• DATASET RECORDS:
***

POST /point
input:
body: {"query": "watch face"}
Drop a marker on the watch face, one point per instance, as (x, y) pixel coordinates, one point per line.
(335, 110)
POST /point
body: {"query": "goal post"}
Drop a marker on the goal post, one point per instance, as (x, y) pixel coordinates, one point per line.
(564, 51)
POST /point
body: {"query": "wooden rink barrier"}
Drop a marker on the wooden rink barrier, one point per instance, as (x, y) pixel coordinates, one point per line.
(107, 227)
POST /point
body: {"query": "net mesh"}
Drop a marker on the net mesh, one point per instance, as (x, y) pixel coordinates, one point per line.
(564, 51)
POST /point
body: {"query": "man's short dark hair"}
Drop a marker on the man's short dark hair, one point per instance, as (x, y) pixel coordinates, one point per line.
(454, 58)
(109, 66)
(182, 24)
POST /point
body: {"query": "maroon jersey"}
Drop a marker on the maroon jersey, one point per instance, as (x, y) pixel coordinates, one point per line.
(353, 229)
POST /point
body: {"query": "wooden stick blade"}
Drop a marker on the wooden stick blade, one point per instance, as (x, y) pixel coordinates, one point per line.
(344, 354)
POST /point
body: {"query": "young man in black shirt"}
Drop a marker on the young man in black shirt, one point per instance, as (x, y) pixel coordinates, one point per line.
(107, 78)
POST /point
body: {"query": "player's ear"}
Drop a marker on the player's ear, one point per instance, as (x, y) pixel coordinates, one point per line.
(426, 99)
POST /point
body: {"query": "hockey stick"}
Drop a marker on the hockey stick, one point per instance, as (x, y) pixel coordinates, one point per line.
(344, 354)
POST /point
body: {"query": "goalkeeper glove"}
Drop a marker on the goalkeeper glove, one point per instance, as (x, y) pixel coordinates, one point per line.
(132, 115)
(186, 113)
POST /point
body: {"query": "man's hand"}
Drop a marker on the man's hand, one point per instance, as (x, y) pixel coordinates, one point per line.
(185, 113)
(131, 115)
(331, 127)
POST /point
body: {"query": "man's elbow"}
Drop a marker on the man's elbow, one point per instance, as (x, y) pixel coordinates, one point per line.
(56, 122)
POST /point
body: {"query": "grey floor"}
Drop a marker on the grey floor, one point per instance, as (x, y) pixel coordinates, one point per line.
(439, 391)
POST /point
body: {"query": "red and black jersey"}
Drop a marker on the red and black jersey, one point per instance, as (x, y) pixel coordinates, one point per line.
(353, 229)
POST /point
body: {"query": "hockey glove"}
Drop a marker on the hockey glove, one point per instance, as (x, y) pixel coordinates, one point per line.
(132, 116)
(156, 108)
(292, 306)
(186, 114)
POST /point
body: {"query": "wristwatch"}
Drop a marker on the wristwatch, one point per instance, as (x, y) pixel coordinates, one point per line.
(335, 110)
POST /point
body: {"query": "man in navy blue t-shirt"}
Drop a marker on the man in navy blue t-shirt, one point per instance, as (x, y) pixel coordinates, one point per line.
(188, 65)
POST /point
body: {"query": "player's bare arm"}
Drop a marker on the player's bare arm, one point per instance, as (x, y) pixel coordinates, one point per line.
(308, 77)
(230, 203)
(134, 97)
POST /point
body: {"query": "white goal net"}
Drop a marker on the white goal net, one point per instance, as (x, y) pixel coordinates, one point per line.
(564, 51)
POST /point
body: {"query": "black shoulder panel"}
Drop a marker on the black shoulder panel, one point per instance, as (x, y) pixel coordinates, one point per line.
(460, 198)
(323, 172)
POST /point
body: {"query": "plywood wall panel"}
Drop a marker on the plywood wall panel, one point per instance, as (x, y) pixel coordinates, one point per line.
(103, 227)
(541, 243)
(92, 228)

***

Gather each line from the listing above that includes the string "mesh".

• FULL SOLUTION:
body: {"query": "net mesh"}
Drop a marker on the net mesh, one point per instance, as (x, y) pixel coordinates, one point per line.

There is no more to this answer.